» WHAT TO WORK ON: Copy the listing below verbatim, from the line with "Give a dot for each instance of the sunlit" up to and including the line with "<point>750,441</point>".

» MATERIAL PROVIDED:
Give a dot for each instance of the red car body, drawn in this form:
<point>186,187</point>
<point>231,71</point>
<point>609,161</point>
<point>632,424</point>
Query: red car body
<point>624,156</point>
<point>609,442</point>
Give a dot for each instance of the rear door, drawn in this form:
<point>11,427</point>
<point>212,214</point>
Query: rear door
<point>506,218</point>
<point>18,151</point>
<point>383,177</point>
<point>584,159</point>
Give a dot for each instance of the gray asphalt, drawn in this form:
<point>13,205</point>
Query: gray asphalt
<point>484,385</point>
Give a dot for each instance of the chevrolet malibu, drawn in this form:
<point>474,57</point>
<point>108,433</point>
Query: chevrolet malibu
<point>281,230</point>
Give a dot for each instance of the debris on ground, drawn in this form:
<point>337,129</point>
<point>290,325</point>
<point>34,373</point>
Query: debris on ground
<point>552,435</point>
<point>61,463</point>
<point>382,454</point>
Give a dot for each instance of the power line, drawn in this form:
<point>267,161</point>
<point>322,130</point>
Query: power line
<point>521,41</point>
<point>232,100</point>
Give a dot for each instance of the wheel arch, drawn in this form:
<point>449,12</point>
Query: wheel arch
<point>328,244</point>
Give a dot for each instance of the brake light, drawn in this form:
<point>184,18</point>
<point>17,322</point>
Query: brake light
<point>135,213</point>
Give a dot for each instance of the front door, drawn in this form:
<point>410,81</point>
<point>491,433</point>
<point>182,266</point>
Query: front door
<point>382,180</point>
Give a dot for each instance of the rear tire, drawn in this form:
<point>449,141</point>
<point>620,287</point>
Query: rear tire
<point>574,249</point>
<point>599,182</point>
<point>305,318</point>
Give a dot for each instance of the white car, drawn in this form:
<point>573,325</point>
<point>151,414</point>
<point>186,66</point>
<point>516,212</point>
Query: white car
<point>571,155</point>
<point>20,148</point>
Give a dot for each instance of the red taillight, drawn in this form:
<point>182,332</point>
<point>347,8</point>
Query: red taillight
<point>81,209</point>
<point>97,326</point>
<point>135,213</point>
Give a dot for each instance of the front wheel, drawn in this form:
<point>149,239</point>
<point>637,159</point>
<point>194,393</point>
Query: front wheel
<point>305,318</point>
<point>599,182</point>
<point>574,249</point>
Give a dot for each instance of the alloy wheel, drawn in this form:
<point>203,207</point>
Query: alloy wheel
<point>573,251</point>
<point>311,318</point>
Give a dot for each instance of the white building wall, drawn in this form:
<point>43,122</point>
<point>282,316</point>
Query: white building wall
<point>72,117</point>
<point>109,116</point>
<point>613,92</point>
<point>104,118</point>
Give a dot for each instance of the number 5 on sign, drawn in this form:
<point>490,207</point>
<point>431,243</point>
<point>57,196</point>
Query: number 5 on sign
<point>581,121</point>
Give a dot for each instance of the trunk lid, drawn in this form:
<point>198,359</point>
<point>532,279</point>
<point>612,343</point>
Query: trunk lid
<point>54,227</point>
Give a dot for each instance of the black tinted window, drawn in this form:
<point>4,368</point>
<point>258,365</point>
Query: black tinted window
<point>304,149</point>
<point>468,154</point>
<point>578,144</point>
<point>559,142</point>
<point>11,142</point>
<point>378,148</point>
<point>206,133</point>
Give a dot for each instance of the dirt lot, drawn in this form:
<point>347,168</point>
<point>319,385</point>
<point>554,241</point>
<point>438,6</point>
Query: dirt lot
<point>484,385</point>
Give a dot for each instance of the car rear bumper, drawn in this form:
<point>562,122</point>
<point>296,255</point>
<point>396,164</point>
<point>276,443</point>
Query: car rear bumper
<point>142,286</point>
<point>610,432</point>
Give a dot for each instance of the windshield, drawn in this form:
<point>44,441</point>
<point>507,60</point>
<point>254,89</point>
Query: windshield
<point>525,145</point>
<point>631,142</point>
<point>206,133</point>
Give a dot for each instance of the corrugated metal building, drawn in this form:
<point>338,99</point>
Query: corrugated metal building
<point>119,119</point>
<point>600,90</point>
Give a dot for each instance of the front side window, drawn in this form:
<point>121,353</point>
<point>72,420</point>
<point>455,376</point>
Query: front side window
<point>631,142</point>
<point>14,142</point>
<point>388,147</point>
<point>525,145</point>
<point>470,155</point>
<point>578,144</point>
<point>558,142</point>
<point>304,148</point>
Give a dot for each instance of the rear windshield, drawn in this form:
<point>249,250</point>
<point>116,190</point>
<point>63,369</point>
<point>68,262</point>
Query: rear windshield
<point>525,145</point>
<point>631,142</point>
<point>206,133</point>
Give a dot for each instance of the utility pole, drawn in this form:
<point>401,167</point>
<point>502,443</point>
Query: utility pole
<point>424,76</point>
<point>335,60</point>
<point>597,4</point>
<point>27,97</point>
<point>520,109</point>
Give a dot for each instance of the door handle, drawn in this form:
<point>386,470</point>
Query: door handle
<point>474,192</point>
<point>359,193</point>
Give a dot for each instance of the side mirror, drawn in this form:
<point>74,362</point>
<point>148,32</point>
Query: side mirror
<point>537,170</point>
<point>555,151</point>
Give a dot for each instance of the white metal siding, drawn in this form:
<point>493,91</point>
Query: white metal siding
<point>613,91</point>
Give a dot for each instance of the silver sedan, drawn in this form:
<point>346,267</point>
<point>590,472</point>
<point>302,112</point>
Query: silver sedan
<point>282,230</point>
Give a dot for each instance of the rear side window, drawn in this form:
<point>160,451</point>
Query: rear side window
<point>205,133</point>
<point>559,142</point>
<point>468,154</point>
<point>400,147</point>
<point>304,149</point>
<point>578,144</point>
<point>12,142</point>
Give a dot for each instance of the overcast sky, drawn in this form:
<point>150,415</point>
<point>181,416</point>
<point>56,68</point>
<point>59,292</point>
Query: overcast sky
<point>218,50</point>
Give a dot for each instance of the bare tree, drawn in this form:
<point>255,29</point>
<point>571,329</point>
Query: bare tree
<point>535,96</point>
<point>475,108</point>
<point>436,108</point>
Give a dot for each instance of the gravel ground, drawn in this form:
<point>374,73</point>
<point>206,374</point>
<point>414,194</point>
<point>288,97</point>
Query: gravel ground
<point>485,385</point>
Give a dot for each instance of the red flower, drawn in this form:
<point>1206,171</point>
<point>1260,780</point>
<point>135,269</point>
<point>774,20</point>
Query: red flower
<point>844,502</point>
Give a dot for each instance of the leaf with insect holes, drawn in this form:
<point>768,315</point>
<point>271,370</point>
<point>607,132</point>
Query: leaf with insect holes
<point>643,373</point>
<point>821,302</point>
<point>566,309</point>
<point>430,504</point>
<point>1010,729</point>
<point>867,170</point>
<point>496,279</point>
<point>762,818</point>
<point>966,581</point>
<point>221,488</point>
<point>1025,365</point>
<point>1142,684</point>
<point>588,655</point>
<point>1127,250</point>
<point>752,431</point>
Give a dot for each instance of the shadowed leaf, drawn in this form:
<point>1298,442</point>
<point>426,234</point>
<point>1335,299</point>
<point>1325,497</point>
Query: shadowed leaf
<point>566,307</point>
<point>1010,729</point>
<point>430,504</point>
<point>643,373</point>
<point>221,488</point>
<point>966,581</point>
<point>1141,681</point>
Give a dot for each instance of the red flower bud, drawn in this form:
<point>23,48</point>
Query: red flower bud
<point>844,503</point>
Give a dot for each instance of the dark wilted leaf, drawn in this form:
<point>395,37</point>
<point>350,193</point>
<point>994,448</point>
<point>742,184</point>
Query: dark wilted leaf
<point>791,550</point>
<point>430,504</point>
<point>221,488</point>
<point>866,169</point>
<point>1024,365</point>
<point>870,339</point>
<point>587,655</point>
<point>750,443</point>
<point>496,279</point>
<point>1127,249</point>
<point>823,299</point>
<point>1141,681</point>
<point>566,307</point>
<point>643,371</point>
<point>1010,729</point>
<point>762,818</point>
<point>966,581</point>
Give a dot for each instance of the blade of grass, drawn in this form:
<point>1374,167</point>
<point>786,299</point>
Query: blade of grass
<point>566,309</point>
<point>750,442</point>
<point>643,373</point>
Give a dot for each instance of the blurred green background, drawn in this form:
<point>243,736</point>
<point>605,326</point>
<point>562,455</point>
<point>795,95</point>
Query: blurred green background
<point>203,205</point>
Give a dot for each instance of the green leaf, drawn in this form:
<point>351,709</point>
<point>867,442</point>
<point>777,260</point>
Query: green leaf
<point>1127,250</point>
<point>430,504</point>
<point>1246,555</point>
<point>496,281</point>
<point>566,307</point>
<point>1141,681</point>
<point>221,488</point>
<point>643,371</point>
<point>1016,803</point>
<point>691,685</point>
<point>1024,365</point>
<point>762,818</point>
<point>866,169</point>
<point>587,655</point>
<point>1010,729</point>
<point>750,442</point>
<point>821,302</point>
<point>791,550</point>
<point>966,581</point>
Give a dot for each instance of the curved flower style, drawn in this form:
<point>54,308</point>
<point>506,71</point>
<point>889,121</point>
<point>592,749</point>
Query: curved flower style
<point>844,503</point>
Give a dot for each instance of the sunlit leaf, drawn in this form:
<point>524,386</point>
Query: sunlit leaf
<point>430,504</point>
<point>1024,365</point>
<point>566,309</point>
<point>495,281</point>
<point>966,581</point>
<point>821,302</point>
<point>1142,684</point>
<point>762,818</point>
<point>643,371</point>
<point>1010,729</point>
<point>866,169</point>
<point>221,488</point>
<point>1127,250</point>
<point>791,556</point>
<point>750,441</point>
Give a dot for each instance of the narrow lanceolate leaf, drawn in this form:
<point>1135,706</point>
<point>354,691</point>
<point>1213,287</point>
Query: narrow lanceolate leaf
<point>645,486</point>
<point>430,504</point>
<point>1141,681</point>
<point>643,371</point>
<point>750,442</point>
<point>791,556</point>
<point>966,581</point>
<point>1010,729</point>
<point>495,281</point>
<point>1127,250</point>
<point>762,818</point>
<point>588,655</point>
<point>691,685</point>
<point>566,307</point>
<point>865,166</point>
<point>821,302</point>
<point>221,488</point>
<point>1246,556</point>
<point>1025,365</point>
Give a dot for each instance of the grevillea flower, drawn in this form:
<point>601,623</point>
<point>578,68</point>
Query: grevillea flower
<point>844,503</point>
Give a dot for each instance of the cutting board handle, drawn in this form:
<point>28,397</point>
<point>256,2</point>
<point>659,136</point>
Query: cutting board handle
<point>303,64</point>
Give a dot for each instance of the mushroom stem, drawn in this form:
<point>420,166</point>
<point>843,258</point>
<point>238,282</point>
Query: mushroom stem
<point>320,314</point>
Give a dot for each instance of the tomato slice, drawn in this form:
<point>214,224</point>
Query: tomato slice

» FULL OUTPUT:
Give a dot for each instance of the sunlit leaf, drawn in this form:
<point>524,386</point>
Query: sunlit leaf
<point>430,504</point>
<point>1024,365</point>
<point>566,309</point>
<point>495,281</point>
<point>966,581</point>
<point>821,302</point>
<point>1142,684</point>
<point>762,818</point>
<point>643,371</point>
<point>1010,729</point>
<point>866,169</point>
<point>221,488</point>
<point>1127,250</point>
<point>791,556</point>
<point>750,441</point>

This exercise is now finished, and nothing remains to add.